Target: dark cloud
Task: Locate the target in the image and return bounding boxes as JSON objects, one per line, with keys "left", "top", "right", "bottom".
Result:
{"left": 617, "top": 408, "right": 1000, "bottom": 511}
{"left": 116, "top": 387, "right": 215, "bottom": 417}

(EXERCISE): Take the entries above and repeat them verbatim.

(WORKED SOLUTION):
Target: dark cloud
Task: Locate the target in the image and return bounding boxes as JSON objects, one per line, with keys "left", "top", "right", "bottom".
Result:
{"left": 617, "top": 408, "right": 1000, "bottom": 511}
{"left": 116, "top": 387, "right": 215, "bottom": 417}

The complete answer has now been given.